_EXERCISE PASSAGE_:
----
Drug overdoses are rising in many states west of the Mississippi, and dramatically so in California.
This trend has only recently become clear in government mortality data, including new numbers released Feb. 12. The increase in overdoses in the West is an ominous development that comes after a short period of progress in bringing down the overall drug-overdose death toll.
In California, fatal drug overdoses over the previous 12 months increased 13.4 percent between July 2018 and July 2019, the last month for which the CDC has compiled provisional data — an additional 728 deaths.
In contrast, Illinois’ fatal drug deaths were down 8 percent, Pennsylvania’s down 10 percent, Michigan’s down 13 percent and Maine’s down 20 percent.
The overdoses in the West are driven largely by opioids, particularly illicit fentanyl, a synthetic drug that is roughly 50 times as powerful as heroin. Fentanyl has finally arrived in force in the western United States. Because fentanyl is so potent, and its dosage so easily miscalibrated, it is killing people who previously had managed their addictions for years.
Historically, the West Coast opioid market has been dominated by black tar heroin, a gunky substance not easily mixed with white powder fentanyl. That’s the orthodox explanation for why fentanyl first became popular in the eastern United States, where white powder heroin has historically been favored and drug dealers could more easily blend fentanyl and heroin
Fentanyl started becoming more common here around 2015. The medical examiner’s latest, provisional numbers tell an alarming story: Deaths in San Francisco from fentanyl and/or heroin jumped from 79 in 2017 to 134 in 2018, and then more than doubled to 290 in 2019.
People are dying from other drugs as well, with a large spike in deaths linked to the potent stimulant methamphetamine. Efforts to cut off access to meth precursors sold in pharmacies have helped shut down local meth labs like the ones made famous in the TV show “Breaking Bad.” But that opened a new market for the Mexican drug cartels, said Daniel Comeaux, special agent in charge of the Drug Enforcement Administration’s San Francisco division.
----
_REQUIRED TASKS_:
1) Copy everything in the passage on drug overdoses from "In California, fatal" down to "additional 728 deaths.".
2) According to the passage on drug overdoses, how powerful is fentanyl compared with heroin?
The items that come next aren't needed for any of this work.
----
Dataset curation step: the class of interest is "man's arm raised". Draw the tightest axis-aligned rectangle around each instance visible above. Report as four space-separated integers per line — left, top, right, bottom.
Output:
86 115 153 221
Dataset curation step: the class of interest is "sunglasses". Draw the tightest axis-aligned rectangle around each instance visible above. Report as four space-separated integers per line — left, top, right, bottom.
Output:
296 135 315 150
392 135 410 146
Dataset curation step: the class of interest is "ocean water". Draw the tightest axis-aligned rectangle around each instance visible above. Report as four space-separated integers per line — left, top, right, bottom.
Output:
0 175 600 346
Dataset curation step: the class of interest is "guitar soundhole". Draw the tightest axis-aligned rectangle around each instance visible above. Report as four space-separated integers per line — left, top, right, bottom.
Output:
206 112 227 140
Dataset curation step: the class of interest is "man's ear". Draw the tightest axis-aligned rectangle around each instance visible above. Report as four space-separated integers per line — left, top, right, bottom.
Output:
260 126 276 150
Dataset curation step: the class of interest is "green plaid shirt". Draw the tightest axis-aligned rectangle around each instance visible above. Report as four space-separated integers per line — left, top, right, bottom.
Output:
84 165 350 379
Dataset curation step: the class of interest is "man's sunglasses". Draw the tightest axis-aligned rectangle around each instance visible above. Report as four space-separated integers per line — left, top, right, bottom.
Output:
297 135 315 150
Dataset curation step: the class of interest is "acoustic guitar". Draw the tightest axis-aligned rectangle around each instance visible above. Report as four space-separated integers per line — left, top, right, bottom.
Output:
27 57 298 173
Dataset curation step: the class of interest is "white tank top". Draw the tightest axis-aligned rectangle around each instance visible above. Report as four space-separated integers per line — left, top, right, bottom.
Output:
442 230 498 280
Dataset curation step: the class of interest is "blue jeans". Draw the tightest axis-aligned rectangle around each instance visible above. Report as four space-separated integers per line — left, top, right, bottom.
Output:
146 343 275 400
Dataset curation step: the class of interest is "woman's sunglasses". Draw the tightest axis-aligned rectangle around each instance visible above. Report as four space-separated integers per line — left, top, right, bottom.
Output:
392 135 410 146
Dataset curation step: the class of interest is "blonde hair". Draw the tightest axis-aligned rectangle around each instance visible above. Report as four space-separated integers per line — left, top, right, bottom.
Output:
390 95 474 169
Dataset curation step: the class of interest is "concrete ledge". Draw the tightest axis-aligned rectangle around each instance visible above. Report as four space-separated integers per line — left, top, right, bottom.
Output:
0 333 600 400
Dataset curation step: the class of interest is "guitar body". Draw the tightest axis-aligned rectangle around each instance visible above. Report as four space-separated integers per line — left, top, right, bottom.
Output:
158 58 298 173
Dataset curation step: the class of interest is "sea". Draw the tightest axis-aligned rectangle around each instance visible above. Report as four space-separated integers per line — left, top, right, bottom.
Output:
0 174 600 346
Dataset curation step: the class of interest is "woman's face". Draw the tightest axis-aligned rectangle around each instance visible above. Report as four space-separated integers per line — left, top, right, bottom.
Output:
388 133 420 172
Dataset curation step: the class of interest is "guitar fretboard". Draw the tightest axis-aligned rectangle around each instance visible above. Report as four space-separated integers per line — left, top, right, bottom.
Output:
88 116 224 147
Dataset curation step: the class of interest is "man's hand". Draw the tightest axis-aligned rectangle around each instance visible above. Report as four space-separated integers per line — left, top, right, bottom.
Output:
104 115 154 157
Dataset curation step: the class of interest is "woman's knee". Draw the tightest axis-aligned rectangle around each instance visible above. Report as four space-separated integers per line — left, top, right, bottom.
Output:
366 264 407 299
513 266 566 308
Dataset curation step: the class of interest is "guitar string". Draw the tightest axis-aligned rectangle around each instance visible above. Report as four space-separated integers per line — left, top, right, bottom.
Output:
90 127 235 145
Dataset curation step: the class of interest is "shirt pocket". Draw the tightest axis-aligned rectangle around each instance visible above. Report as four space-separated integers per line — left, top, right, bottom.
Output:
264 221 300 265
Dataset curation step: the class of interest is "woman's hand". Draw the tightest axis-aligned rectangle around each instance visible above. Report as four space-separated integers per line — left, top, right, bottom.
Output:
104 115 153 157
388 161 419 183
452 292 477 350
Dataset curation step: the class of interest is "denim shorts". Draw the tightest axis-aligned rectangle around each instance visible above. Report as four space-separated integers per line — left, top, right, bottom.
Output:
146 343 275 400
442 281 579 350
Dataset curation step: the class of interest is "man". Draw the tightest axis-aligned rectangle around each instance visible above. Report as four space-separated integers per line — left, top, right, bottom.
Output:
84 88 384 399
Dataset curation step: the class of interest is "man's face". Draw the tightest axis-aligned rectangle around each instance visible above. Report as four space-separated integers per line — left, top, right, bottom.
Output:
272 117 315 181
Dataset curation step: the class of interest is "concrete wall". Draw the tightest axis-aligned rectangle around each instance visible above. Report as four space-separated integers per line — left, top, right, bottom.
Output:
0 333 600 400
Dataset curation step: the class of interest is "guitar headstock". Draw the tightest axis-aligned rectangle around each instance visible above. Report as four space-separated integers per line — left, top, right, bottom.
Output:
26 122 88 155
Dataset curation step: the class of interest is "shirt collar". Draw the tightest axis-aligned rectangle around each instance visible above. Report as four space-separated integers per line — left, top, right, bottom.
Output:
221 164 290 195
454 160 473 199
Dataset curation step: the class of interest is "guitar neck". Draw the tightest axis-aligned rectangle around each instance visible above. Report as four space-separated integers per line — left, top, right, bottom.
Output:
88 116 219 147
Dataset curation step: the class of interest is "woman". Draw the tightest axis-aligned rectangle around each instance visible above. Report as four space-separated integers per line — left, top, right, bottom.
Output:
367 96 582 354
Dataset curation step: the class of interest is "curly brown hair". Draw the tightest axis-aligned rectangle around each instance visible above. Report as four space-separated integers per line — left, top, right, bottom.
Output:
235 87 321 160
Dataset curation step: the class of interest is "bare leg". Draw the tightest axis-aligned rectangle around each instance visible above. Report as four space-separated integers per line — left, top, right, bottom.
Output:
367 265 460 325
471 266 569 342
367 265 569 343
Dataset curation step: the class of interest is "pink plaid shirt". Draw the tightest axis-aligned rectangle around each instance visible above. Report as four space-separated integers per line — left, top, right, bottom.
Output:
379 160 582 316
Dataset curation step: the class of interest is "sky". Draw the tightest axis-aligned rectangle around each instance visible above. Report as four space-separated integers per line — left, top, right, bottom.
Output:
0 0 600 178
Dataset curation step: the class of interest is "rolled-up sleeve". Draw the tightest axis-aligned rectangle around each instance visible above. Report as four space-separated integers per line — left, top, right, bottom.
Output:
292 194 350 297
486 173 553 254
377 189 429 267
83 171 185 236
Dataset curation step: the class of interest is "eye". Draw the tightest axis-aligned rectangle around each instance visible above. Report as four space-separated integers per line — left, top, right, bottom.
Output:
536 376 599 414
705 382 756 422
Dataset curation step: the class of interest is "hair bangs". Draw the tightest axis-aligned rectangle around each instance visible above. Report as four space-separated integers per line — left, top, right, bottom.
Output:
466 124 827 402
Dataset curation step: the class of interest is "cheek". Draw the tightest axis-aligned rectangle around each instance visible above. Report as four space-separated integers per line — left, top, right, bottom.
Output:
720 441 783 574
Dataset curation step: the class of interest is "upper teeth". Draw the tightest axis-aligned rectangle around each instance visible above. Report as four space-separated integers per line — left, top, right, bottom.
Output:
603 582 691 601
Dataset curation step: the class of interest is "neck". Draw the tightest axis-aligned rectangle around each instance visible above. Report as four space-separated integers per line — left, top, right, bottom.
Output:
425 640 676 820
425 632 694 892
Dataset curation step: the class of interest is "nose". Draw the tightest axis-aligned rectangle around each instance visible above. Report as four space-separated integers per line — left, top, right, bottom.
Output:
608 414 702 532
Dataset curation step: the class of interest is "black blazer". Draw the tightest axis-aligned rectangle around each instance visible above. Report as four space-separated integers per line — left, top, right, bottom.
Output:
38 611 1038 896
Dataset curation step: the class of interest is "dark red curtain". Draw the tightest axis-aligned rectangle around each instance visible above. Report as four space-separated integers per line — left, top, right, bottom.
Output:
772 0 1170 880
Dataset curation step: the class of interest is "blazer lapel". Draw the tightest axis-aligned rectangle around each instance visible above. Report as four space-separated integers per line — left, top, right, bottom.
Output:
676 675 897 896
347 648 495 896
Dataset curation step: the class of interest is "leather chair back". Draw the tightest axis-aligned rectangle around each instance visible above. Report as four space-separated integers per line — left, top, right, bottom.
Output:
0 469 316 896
----
_YOUR RESPONSES_:
1)
In California, fatal drug overdoses over the previous 12 months increased 13.4 percent between July 2018 and July 2019, the last month for which the CDC has compiled provisional data — an additional 728 deaths.

2) Roughly 50 times as powerful.